Required action. Go through the records below line by line. Count the lines with "Place" and give the count alone.

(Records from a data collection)
■ ■ ■ ■ ■

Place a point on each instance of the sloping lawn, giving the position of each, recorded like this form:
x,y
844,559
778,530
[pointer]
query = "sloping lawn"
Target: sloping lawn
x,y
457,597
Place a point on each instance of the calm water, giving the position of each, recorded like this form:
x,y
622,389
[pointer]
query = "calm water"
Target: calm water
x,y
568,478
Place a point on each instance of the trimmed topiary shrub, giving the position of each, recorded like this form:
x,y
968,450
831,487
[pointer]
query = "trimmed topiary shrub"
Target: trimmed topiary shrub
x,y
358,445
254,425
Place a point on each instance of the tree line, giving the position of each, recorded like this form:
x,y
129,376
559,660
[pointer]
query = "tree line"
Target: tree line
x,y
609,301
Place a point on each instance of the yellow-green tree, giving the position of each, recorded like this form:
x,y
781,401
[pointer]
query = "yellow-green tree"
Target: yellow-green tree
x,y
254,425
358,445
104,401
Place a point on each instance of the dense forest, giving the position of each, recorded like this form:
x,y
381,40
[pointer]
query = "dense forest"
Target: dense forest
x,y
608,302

■ ■ ■ ■ ■

Result of the exercise. 6